→ **TASK BRIEF**
Omit the images and output every line of the data below exactly.

→ **RECORDS**
────────────────

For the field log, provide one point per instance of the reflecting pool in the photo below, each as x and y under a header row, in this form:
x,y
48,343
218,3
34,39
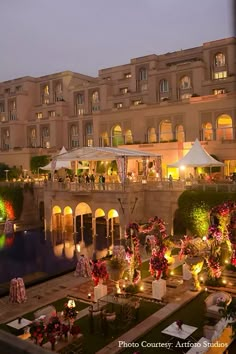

────────────────

→ **TASK RESULT**
For the field log, provide one point per instance of the reflecting pool in the photo below, each as x and y under a header row, in this form:
x,y
48,343
218,3
34,39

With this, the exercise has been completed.